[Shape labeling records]
[START]

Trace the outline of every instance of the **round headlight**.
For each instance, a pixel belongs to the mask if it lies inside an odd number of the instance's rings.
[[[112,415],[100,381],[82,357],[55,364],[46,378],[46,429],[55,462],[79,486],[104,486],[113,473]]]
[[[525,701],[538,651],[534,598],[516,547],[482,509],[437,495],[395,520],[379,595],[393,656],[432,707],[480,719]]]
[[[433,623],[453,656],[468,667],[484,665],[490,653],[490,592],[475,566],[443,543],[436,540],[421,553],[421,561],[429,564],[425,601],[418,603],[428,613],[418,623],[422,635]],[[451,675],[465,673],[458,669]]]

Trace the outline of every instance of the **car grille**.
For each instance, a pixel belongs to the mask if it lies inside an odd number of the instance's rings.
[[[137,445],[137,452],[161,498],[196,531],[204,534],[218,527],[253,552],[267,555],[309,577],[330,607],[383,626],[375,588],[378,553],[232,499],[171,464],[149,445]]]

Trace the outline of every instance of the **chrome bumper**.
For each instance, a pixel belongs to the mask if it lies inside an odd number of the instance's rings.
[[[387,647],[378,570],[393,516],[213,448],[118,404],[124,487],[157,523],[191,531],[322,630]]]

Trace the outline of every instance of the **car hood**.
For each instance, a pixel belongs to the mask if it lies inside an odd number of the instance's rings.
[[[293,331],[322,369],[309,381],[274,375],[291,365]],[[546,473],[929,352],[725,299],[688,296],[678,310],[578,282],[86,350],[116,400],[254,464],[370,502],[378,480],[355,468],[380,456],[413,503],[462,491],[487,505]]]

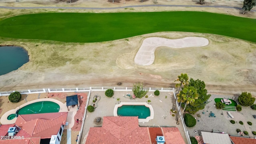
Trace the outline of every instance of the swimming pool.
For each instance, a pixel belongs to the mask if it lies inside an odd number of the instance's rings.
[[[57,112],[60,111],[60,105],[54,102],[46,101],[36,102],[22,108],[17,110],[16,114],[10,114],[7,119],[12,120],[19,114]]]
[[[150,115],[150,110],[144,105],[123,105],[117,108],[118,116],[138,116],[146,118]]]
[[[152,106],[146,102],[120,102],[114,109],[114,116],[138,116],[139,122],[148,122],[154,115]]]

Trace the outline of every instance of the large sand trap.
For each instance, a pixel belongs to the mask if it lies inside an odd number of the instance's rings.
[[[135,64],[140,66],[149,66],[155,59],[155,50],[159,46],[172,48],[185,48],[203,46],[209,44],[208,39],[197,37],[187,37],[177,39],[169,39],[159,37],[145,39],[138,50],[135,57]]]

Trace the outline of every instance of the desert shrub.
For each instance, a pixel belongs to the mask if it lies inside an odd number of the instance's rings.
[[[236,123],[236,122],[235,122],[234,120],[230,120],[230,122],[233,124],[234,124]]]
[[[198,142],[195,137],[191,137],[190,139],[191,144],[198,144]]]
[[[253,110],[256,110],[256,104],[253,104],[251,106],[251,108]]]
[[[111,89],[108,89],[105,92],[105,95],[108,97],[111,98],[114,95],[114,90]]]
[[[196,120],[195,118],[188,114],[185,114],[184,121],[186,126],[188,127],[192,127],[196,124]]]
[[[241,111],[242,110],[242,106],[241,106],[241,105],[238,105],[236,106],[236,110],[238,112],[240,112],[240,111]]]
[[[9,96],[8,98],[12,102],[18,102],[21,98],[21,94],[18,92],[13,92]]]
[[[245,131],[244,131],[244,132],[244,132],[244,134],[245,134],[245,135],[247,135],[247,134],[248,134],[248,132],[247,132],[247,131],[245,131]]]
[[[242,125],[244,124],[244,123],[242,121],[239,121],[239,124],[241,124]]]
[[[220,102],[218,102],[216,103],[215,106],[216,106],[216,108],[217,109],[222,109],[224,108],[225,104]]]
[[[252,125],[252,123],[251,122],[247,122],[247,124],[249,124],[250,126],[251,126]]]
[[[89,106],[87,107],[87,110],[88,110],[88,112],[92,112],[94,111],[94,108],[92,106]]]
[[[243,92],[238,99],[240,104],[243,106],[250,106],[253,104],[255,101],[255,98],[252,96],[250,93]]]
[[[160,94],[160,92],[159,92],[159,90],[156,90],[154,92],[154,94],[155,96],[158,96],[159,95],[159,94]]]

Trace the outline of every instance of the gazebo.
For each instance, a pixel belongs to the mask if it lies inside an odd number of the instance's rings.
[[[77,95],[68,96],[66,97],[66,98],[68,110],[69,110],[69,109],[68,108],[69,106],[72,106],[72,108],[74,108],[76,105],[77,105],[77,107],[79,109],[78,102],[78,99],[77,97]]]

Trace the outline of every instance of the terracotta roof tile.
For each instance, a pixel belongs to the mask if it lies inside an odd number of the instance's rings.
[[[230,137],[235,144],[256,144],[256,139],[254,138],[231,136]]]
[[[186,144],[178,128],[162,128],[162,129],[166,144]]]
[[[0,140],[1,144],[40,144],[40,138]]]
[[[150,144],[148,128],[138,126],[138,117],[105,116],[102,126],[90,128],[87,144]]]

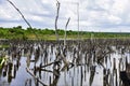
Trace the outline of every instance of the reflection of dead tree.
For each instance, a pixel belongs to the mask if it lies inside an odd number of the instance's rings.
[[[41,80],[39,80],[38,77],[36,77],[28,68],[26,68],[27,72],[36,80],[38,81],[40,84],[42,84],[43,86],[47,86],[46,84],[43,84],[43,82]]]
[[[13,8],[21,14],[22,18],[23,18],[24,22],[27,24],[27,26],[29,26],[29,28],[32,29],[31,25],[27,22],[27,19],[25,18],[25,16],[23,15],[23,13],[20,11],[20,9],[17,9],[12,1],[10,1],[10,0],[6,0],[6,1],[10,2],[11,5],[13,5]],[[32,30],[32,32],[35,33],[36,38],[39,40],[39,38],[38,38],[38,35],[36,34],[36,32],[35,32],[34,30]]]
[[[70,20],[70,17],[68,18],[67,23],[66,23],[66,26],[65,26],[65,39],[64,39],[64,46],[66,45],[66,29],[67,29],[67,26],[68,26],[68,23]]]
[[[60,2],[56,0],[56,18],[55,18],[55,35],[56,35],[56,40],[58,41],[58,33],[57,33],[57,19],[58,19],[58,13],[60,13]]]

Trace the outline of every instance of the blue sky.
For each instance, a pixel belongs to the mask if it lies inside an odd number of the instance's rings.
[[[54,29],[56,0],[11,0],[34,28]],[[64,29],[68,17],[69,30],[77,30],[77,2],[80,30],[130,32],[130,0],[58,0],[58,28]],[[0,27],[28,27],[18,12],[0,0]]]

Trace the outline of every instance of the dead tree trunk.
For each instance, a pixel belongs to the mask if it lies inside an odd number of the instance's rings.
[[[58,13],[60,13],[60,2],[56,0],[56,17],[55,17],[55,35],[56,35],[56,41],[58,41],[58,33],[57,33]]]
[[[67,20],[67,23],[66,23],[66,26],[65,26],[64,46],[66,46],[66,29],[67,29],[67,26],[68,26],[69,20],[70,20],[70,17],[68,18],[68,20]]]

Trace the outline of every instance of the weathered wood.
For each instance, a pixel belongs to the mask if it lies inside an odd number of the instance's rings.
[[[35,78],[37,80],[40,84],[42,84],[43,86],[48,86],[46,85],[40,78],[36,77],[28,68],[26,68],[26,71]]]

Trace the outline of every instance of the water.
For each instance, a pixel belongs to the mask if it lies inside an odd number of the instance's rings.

[END]

GOAL: The line containing "Trace the outline of every instance of the dead" marks the start; retype it and each line after it through the end of the records above, exactly.

FINISHED EXERCISE:
Trace the outline of every instance of the dead tree trunk.
For each instance, a pixel belongs to the mask if it lies inside an odd number of the instance's rings.
[[[58,13],[60,13],[60,2],[56,0],[56,17],[55,17],[55,35],[56,35],[56,41],[58,41],[58,33],[57,33]]]
[[[67,20],[67,23],[66,23],[66,26],[65,26],[64,46],[66,46],[66,29],[67,29],[67,26],[68,26],[69,20],[70,20],[70,17],[68,18],[68,20]]]

Trace the outline of every instance of the weathered wood.
For each instance, a pixel belongs to the mask if it lies inside an odd number of the instance's rings.
[[[35,78],[37,80],[40,84],[42,84],[43,86],[48,86],[46,85],[40,78],[36,77],[28,68],[26,68],[26,71]]]

Trace the outline of every instance of the water.
For each instance, a pixel belongs to the mask if it lies inside an odd number of the instance's rings.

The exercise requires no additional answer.